Render the lines from the one with "Target: dirt ground" to the one with "682), (827, 692)]]", both included, as a JSON list of strings with one string per line. Leave out any blank lines.

• Record excerpts:

>> Begin

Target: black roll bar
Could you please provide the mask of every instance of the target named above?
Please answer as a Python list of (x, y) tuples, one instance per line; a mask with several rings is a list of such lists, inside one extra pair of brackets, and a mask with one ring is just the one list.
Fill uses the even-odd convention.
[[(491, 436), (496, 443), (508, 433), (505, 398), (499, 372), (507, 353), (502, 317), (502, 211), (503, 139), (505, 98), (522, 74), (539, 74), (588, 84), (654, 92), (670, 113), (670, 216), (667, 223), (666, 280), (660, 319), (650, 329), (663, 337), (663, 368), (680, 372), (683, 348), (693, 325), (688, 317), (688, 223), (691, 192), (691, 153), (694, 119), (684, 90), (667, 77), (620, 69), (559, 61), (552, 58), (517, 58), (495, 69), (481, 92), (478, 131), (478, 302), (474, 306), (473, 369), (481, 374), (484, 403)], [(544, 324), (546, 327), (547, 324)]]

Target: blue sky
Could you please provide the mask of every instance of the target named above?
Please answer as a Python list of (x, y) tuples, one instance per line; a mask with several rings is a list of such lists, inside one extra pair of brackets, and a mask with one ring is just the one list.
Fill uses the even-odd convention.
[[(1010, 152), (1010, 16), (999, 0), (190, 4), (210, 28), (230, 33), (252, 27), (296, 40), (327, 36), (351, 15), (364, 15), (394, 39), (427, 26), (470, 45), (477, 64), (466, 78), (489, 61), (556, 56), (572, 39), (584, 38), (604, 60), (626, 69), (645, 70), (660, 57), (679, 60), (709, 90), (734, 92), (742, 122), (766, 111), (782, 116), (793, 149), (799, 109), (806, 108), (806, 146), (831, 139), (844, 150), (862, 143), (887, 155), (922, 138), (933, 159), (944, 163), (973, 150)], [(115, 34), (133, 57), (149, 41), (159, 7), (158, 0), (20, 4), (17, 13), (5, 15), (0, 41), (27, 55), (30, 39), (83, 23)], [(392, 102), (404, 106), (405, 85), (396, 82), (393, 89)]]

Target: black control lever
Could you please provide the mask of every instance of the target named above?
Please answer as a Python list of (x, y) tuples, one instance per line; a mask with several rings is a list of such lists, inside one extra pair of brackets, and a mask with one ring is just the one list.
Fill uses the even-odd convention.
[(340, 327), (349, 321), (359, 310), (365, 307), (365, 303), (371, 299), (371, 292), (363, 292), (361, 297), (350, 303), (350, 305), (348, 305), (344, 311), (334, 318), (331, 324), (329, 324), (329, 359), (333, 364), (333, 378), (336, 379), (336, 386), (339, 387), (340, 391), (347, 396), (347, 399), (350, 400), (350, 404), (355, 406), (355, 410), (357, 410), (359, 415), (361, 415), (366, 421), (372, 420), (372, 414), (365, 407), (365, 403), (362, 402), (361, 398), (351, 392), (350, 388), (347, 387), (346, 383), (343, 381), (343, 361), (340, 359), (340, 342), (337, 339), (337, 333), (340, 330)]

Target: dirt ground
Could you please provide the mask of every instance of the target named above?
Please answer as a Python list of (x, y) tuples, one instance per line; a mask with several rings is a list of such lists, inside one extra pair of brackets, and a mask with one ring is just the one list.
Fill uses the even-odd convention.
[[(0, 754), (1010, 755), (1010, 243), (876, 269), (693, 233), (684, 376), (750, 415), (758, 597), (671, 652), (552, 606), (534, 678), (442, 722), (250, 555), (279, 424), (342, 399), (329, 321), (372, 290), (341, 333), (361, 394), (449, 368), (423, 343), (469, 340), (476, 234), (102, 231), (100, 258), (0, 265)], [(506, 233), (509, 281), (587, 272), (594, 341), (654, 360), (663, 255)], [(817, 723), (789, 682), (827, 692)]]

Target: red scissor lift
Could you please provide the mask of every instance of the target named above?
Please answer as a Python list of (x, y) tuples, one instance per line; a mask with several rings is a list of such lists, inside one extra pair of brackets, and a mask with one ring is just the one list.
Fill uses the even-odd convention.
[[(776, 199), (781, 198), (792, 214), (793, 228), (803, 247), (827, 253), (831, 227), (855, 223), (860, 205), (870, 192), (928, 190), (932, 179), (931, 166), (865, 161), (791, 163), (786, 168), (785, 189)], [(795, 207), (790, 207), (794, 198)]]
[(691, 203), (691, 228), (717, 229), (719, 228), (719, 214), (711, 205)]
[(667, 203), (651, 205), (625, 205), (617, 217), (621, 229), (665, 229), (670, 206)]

>> End

• Final answer:
[
  "Target: dirt ground",
  "Could you please provide the mask of every instance of the target named above?",
  "Please answer as a Python list of (x, y) tuples, one instance per line; a mask with several rings is a list of such lists, inside one extra pair of brackets, and a mask with one ring is just the one list.",
  "Fill uses the even-odd convention.",
  "[[(0, 754), (1010, 755), (1010, 243), (876, 269), (693, 233), (684, 376), (750, 415), (758, 597), (671, 652), (552, 606), (534, 678), (442, 722), (250, 555), (279, 424), (342, 399), (329, 321), (372, 290), (341, 333), (361, 394), (449, 368), (423, 343), (469, 340), (476, 234), (102, 231), (100, 258), (0, 265)], [(506, 233), (509, 281), (587, 272), (594, 341), (654, 360), (663, 255)], [(817, 723), (789, 682), (827, 692)]]"
]